### Work to be completed
Repeat exactly the lines from the one containing "tag the treeline" through the last line of the records below, both included, and nothing else.

Dataset rows on where objects appear:
--- --- ---

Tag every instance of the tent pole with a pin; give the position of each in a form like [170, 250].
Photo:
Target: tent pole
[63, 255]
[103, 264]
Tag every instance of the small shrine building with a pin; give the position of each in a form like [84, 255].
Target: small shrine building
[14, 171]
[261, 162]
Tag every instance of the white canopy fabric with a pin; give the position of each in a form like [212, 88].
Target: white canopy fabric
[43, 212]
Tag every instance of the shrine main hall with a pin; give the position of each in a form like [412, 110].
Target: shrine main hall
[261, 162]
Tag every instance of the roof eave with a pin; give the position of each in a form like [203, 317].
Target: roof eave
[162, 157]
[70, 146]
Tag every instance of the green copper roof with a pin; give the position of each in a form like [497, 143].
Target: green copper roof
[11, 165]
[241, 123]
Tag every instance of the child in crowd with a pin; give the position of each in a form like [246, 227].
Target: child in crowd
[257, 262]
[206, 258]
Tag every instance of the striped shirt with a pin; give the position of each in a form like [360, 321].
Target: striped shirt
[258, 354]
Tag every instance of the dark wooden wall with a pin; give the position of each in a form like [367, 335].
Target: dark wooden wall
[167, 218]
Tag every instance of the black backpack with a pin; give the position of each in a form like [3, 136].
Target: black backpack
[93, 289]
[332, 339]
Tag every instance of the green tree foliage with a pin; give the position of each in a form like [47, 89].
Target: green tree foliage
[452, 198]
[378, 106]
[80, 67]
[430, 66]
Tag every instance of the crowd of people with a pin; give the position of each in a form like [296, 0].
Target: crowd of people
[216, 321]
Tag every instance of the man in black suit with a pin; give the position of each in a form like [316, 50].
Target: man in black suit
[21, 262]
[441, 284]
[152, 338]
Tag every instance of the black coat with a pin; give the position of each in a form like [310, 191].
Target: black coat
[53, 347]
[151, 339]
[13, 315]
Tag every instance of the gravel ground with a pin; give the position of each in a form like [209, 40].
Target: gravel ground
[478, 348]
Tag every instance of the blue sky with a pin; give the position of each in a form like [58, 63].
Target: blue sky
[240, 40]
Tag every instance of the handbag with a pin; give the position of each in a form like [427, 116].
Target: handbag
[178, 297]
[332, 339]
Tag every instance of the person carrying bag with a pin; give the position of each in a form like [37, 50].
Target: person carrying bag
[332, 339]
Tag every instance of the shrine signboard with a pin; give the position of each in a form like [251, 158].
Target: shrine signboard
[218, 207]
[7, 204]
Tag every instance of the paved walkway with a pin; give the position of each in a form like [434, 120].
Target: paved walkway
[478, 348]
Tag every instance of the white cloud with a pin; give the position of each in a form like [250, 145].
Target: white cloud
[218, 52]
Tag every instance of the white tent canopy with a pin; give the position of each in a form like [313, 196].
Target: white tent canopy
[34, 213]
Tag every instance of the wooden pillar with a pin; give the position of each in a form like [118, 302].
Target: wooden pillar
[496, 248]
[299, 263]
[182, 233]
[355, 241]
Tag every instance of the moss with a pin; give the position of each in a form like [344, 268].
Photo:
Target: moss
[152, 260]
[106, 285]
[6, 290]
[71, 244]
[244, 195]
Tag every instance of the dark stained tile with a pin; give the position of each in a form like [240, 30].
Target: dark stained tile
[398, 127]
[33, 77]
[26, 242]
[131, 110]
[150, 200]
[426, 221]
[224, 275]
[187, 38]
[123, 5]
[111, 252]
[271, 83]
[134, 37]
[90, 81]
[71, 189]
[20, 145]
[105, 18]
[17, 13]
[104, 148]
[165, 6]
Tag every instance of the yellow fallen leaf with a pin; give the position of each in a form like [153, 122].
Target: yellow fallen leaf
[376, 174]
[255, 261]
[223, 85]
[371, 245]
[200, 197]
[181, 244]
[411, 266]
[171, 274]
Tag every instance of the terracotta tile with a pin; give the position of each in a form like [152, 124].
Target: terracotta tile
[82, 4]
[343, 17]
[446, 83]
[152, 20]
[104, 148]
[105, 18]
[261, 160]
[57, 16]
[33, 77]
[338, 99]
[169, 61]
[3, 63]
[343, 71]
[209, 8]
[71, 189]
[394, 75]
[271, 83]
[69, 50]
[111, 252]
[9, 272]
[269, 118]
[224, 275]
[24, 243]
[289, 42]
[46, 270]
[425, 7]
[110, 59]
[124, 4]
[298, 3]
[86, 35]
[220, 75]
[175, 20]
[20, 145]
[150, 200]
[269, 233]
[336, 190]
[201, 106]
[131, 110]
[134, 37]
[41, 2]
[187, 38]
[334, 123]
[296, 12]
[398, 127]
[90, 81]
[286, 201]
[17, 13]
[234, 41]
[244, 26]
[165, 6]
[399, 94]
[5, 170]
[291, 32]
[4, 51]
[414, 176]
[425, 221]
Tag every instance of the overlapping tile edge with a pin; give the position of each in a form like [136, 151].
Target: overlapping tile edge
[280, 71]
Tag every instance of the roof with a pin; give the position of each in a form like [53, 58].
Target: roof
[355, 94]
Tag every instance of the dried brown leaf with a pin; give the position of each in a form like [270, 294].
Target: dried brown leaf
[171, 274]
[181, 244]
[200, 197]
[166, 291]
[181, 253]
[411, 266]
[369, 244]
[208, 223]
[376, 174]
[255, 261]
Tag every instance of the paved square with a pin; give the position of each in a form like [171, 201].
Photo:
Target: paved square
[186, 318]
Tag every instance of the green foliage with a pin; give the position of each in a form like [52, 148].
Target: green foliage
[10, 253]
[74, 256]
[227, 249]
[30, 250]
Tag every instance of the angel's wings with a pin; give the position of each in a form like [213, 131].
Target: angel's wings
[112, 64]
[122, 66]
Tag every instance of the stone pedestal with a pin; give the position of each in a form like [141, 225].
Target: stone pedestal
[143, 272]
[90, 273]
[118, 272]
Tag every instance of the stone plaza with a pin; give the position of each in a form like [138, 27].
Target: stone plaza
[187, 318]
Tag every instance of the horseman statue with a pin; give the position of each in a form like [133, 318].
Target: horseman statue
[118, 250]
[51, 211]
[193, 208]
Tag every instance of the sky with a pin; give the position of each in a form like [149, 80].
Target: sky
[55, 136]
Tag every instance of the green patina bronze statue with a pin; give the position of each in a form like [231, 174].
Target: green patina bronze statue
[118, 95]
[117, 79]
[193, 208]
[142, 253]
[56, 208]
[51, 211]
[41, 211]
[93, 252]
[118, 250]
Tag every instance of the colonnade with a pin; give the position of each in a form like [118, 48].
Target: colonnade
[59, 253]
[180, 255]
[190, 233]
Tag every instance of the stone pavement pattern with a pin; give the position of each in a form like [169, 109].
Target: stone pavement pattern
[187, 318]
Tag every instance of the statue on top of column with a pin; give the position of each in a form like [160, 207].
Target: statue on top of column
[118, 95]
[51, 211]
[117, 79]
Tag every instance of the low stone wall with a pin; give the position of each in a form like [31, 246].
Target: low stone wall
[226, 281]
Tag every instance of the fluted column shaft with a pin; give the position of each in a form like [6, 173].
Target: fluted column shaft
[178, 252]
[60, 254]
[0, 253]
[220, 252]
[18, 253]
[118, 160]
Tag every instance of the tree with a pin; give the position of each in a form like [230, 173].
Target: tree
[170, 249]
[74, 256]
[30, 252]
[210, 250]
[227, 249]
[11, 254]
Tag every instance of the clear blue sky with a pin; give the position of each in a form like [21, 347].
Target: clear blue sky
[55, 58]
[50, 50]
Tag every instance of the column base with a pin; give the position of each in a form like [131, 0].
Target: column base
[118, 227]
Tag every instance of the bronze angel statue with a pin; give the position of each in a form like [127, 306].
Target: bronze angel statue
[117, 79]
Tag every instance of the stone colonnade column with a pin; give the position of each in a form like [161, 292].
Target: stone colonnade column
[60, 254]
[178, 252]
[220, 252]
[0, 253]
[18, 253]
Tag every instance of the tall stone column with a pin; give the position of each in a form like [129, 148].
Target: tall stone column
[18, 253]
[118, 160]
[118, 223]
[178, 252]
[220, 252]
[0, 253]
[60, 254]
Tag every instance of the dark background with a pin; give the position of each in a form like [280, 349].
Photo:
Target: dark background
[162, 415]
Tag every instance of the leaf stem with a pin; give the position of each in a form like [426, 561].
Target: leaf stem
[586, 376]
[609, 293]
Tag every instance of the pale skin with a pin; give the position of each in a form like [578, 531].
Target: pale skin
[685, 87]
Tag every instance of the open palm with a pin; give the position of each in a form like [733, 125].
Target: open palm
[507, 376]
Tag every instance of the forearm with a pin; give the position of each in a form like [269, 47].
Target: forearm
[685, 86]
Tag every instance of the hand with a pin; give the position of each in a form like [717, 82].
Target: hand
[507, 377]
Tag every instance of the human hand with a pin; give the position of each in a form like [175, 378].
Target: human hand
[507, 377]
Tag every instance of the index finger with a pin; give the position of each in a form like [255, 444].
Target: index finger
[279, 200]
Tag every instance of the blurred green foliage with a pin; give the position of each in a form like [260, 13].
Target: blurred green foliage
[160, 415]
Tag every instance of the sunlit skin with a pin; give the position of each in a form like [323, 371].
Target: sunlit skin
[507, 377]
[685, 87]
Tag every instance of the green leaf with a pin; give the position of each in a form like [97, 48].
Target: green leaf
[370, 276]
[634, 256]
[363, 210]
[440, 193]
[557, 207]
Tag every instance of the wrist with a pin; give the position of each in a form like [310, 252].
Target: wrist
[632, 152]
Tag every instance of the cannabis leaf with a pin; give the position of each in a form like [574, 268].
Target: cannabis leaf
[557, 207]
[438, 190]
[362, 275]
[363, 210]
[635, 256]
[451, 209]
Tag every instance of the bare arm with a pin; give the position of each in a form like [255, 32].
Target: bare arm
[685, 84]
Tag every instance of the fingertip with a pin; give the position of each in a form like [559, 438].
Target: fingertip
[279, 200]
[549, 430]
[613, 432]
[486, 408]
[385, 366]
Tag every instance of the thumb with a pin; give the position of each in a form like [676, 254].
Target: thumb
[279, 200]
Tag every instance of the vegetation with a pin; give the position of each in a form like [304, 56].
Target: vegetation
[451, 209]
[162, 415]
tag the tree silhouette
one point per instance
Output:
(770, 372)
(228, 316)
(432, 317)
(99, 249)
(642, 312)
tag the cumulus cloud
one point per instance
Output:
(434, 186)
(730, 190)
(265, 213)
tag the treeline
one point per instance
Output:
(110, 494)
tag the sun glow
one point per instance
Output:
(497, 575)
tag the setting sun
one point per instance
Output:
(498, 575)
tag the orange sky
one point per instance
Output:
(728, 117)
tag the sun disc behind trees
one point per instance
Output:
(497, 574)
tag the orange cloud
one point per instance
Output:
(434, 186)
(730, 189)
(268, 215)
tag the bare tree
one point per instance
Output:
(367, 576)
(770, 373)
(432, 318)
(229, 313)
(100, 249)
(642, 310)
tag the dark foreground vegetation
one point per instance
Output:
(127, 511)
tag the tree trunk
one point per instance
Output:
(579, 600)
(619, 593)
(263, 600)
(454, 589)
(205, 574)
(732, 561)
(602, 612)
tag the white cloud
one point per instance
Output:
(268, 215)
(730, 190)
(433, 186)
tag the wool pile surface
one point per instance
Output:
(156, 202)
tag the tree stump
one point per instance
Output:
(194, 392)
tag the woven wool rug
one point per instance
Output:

--- --- ---

### Correct result
tag the treeline
one point per instance
Output:
(110, 494)
tag the sun glow
one point per instance
Output:
(497, 575)
tag the setting sun
one point per instance
Output:
(498, 575)
tag the orange sky
one point per instance
Output:
(728, 117)
tag the sun disc behind trees
one point per instance
Output:
(497, 574)
tag the orange cloud
one point per instance
Output:
(434, 186)
(730, 189)
(268, 215)
tag the bare tree
one point per instance
Output:
(367, 576)
(770, 373)
(432, 318)
(229, 313)
(100, 249)
(642, 310)
tag the dark foreground vegetation
one point per instance
Output:
(127, 511)
tag the tree trunk
one point per instance
Output:
(579, 600)
(619, 593)
(263, 600)
(454, 589)
(205, 574)
(732, 561)
(602, 612)
tag the white cloud
one point per instance
Output:
(268, 215)
(730, 190)
(433, 186)
tag the wool pile surface
one point per instance
Output:
(156, 202)
tag the tree stump
one point per instance
Output:
(194, 392)
tag the woven wool rug
one point per instance
Output:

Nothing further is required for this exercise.